[Excerpt from a data file]
====

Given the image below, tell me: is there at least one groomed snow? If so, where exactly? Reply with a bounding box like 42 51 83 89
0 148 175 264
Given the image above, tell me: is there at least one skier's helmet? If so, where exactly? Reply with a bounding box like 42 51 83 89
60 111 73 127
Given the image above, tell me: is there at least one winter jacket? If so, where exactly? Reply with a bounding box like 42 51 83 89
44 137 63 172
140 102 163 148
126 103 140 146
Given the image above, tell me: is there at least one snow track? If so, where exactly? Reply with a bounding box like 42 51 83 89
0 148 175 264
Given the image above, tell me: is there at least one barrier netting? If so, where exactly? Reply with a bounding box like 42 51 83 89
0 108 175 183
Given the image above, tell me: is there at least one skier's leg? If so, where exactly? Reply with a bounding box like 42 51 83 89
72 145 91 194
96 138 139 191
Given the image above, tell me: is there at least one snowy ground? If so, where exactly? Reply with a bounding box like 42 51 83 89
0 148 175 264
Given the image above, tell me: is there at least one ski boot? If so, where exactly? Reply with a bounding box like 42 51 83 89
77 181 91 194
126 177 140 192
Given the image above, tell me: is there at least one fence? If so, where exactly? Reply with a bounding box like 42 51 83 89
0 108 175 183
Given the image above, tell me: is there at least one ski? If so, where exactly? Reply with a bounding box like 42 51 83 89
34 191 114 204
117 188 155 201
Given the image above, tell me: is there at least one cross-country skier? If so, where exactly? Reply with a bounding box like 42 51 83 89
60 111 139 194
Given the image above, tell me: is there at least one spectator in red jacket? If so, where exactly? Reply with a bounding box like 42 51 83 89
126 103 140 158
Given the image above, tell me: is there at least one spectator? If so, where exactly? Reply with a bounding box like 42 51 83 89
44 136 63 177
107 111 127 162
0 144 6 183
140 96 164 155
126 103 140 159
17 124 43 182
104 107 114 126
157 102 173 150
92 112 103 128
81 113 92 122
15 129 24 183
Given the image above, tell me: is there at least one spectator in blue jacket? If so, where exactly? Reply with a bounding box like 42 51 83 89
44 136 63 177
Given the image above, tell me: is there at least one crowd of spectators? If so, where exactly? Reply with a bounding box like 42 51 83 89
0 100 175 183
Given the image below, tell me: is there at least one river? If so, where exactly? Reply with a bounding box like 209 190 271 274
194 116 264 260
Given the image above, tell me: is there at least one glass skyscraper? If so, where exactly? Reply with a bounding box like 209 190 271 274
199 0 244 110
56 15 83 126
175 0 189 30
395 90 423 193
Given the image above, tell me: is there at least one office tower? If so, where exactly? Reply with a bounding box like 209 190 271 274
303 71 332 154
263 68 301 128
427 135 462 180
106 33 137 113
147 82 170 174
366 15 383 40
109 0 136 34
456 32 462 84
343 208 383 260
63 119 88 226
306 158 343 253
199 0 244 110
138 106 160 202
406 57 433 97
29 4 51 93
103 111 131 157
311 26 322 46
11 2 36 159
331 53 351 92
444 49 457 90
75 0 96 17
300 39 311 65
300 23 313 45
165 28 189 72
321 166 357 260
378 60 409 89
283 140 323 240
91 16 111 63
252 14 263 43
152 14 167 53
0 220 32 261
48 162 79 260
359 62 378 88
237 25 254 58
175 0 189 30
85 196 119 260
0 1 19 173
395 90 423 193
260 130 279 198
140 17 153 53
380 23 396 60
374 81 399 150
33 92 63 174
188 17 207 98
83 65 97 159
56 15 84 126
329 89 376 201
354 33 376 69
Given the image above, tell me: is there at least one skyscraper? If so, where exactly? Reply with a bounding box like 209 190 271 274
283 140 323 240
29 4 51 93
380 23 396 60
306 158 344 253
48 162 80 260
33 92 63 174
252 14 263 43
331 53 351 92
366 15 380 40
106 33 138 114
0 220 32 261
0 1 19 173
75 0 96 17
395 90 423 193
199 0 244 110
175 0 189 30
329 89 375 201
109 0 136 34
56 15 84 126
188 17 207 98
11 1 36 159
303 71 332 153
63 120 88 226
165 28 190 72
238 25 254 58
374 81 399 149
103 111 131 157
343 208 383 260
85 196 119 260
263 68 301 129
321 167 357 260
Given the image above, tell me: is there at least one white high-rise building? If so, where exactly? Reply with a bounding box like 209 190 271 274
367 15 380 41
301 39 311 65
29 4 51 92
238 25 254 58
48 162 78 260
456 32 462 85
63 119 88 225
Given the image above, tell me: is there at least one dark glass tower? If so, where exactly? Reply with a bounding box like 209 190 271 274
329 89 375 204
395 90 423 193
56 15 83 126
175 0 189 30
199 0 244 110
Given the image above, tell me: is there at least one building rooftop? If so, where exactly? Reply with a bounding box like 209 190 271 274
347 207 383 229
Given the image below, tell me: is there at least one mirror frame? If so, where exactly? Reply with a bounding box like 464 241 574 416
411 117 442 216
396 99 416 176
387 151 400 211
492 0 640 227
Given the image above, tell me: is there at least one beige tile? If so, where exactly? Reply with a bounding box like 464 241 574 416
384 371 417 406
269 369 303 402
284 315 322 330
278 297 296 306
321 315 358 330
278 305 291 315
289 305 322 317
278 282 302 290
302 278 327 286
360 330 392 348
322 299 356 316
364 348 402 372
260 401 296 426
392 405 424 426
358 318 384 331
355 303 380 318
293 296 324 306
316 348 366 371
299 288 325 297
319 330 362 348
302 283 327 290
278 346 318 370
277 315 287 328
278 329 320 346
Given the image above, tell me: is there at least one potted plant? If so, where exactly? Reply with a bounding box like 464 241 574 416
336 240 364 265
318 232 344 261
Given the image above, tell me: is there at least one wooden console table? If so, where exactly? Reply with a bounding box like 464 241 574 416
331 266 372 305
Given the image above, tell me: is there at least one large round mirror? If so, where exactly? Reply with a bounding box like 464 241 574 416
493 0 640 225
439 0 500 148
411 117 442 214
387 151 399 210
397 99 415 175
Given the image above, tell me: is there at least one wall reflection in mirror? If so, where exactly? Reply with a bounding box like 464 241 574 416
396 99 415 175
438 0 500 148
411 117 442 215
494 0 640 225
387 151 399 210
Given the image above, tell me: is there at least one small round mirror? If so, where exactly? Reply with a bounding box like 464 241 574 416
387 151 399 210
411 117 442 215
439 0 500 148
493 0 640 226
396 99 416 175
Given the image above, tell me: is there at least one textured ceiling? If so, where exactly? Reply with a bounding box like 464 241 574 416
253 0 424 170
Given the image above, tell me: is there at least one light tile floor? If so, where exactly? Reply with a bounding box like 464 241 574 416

====

- **Stated task**
Reproduce the material word for word, from its first line through the line containing "60 111 139 194".

- **Reply**
Given the image below, tell me: is there at least one groomed snow? If so, where exactly? Reply with a bounding box like 42 51 83 89
0 148 175 264
Given the image above, tell me: is there at least one skier's helmet? If so, where exactly? Reply with a bounding box like 42 51 83 89
60 111 73 127
Given the image above, tell me: is there at least one winter jacket? If so, where exactly? Reply with a bounding box like 42 51 83 89
44 137 63 172
140 102 163 148
126 103 140 146
Given the image above, tell me: is there at least one snow track? If so, where exactly? Reply with a bounding box like 42 51 83 89
0 148 175 264
Given the image above, tell me: is there at least one barrier netting? If so, where exactly? Reply with a bounding box like 42 51 83 89
0 108 175 183
Given the image above, tell me: is there at least one skier's leg? If so, where exactly? Reply with a bounding box like 42 51 83 89
72 145 91 194
96 138 139 191
Given the image above, tell me: is there at least one snowy ground? If so, where exactly? Reply with a bounding box like 42 51 83 89
0 148 175 264
Given the image above, tell me: is there at least one ski boot? If so, where exactly? Reply with a bounding box like 42 51 83 89
77 181 91 194
126 177 140 192
Given the image above, tell me: is there at least one fence? If so, where exactly? Reply with a bounding box like 42 51 83 89
0 108 175 183
Given the image above, tell me: is there at least one ski? If so, where exactly? Reply with a bounding box like 42 51 83 89
34 191 114 204
117 188 155 201
Given the image above, tell me: is there at least one cross-country skier? If so, where exactly? Reply with a bounding box like 42 51 83 89
60 111 139 194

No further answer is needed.